(TASK OBJECTIVE):
Word for word, restate every line of the listing that follows.

(DATA SUPPLIED):
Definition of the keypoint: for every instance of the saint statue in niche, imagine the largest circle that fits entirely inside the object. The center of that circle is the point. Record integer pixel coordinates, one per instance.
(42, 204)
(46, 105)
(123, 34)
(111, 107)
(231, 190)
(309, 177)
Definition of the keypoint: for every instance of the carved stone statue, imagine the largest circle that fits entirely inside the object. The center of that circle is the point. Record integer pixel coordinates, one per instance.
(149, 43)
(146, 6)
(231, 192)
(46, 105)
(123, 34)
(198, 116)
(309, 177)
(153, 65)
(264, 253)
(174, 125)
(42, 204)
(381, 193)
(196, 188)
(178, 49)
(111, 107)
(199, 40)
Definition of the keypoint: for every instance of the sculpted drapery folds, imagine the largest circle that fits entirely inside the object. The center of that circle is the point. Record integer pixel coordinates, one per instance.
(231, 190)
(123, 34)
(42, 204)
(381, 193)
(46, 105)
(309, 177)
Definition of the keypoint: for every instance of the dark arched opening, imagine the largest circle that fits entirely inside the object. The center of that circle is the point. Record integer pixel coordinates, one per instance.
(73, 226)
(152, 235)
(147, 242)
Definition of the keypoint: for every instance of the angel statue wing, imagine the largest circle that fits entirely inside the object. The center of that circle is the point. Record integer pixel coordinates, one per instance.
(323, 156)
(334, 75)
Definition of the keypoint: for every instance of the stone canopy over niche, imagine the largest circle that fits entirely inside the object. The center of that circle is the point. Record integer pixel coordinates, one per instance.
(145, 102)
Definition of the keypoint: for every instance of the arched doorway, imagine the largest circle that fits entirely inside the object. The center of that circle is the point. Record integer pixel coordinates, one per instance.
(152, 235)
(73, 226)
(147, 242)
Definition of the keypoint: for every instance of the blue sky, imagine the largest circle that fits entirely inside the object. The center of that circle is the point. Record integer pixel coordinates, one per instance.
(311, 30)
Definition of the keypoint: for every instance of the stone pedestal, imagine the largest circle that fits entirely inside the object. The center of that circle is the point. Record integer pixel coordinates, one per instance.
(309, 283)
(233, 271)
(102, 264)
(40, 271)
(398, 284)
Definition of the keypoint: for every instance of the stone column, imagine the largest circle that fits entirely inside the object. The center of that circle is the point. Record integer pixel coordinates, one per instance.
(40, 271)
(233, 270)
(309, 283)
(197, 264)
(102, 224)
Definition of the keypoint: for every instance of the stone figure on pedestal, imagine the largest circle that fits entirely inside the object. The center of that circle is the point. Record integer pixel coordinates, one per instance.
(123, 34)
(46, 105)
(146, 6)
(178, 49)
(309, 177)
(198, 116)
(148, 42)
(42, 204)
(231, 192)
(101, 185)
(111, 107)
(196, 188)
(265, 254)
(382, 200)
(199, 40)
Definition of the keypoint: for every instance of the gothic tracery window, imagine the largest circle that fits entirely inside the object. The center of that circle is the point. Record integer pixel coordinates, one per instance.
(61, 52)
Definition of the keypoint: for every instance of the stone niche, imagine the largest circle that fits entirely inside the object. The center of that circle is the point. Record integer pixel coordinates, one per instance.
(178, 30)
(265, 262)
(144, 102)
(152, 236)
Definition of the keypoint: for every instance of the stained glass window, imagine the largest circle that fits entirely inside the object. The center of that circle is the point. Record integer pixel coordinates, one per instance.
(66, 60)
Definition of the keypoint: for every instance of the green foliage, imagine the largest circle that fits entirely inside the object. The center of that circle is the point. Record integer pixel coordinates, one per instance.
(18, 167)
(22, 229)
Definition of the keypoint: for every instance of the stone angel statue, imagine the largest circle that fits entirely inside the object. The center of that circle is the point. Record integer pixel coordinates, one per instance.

(FULL ANSWER):
Definition of the keypoint: for every instance of the saint statue in niche, imagine the largest circle that fits entirely inside the object. The center of that circle is the point. Record integer pixel coordinates, one per instance.
(42, 204)
(46, 105)
(123, 34)
(111, 107)
(231, 190)
(309, 177)
Definition of the keypoint: for every instance of the carved stone statue, imagine the largest circle that fits entirely inside the object. The center of that circle is the point. Record integer pixel coordinates, one per instance.
(149, 43)
(146, 6)
(231, 192)
(46, 105)
(123, 34)
(198, 116)
(309, 177)
(153, 65)
(264, 253)
(174, 125)
(42, 204)
(381, 193)
(196, 188)
(178, 49)
(111, 107)
(199, 40)
Definition of the keypoint: for every instance of the sculpted drapery folds, imagine the largest circle that fits entirely inside the object. The center of that circle is the point. Record integer pixel coordinates, one per instance.
(231, 190)
(123, 34)
(42, 204)
(381, 193)
(46, 105)
(309, 177)
Definition of the keypoint: for every instance of the dark arched opening, imagine the largest circle that fits entirely inside the object. The center of that circle is the point. Record integer pixel coordinates, one per instance.
(73, 226)
(152, 235)
(147, 242)
Definition of the keypoint: for every instance of the angel statue wing, imagine the largest circle that fits entirely inside the object. The center of that circle is the point. Record integer pixel coordinates, one per instance.
(323, 156)
(334, 75)
Definition of the keypoint: for every instance of the stone canopy over niche, imagine the largest circle that fits entirely inside the object. The center of that circle is the point. Record integer pixel coordinates, one per instance.
(145, 102)
Definition of the keypoint: for every instance of the arched doorway, imagine the largest circle that fits entirely inside the object. The center of that circle is the point. Record integer pixel coordinates, one per instance.
(152, 235)
(73, 226)
(147, 242)
Definition of the keypoint: for every instance of the blue sky, imagine the largest circle that fits entirely inside the object. The center of that circle is the point. Record integer pixel coordinates, one per instance.
(311, 30)
Definition of the keypoint: for every instance of the stone pedestal, imagine the largest circle that fits entirely inside the object. The center of that circle is the point. Record integer pixel coordinates, one per instance.
(309, 283)
(233, 271)
(102, 264)
(40, 271)
(398, 284)
Definition of the keypoint: for every instance of the stone column, imagine the largest circle that fits entirely inside the object. The center of that circle is the point. Record integer pixel coordinates, one per instance.
(40, 271)
(233, 270)
(309, 283)
(197, 264)
(102, 224)
Definition of the keypoint: for every instance of the stone figure on pedestal, imagine the largest circle that fits entirely inside the object. The center of that circle is the point. Record integer pixel coordinates, one per instance.
(123, 34)
(46, 105)
(146, 6)
(178, 49)
(309, 177)
(198, 116)
(148, 42)
(42, 204)
(231, 192)
(101, 185)
(111, 107)
(196, 188)
(265, 254)
(382, 200)
(199, 40)
Definition of the keypoint: for every instance of the gothic tracery window, imagine the largest circle that fits entirely inside the object. The center of that circle is the point. Record integer pixel coordinates, one per instance.
(61, 52)
Definition of the keypoint: for every instance of the stone niche, imagine the largest circle that fits entirely inside the object. The center of that circle is the point. Record integer pixel coordinates, one per instance.
(178, 30)
(265, 262)
(144, 102)
(152, 236)
Definition of the keypoint: for every instance of the stained glass window, imagine the largest circle that fits entirely inside the object. The center of that circle is the point. Record integer pixel coordinates, one per instance.
(66, 60)
Definition of the keypoint: for every instance of the green foliage, imagine the largest circle that fits entirely inside the object. The center of that circle is the point. Record integer pixel coordinates, one per instance.
(18, 167)
(22, 229)
Definition of the keypoint: for every instance of the stone angel statue, imagine the largest circle that fits entirely inside the object. The center of that circle is the point. Record integer pixel coordinates, one per instance.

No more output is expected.